▶ _EXERCISE INSTRUCTIONS_
Copy each line of the data beneath in which the word "white" appears.

(Saved entries)
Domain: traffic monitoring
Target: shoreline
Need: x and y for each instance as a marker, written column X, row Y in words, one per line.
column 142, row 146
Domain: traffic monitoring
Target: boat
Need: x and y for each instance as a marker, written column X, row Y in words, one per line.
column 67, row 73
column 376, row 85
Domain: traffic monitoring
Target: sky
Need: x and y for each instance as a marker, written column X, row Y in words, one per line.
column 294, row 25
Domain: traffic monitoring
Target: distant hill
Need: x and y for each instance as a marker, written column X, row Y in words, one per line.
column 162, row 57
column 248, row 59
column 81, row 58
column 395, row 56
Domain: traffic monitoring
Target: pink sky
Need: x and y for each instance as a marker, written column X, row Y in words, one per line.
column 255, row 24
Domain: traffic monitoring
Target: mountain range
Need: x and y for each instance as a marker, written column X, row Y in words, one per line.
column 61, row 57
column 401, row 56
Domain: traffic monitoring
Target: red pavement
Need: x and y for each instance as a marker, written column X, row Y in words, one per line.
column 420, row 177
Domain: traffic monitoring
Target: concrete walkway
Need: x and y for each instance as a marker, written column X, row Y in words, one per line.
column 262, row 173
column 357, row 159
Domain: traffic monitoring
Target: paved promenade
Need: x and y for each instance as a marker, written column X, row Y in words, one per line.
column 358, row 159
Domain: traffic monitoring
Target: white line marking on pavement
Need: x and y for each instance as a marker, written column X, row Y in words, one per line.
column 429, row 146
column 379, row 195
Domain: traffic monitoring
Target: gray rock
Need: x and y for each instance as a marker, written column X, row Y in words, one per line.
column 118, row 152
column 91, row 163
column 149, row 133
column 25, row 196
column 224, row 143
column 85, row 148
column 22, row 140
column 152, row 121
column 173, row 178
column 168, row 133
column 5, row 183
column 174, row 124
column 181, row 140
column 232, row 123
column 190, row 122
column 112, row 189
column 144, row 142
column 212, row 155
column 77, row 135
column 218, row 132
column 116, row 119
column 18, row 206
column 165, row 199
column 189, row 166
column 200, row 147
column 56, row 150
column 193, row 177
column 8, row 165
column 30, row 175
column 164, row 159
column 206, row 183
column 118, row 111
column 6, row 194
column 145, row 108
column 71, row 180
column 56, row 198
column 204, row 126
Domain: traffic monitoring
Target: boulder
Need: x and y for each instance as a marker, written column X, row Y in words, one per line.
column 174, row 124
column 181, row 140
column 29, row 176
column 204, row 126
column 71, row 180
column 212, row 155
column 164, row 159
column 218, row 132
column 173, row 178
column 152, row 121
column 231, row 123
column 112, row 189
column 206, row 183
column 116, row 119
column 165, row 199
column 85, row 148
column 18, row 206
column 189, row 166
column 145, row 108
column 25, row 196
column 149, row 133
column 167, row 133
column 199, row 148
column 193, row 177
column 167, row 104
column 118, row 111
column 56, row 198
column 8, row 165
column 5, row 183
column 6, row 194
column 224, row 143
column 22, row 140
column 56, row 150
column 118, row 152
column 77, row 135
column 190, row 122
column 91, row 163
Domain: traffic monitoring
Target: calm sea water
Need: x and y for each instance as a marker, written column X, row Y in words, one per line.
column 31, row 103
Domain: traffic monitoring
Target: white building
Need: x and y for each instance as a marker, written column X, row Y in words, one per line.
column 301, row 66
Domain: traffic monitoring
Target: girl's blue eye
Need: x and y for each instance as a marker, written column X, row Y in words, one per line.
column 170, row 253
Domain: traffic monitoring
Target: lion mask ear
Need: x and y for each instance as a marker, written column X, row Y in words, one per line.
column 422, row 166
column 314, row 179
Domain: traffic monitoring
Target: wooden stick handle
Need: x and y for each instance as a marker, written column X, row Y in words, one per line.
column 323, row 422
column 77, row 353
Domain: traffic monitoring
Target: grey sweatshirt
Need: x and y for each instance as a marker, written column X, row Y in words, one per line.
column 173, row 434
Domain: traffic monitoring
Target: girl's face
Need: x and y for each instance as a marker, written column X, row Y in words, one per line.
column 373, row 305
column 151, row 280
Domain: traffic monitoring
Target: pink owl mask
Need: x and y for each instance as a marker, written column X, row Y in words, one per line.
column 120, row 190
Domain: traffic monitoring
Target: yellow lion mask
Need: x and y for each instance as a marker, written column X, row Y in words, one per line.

▶ _YOUR SOLUTION_
Target: white line marking on pavement
Target: white building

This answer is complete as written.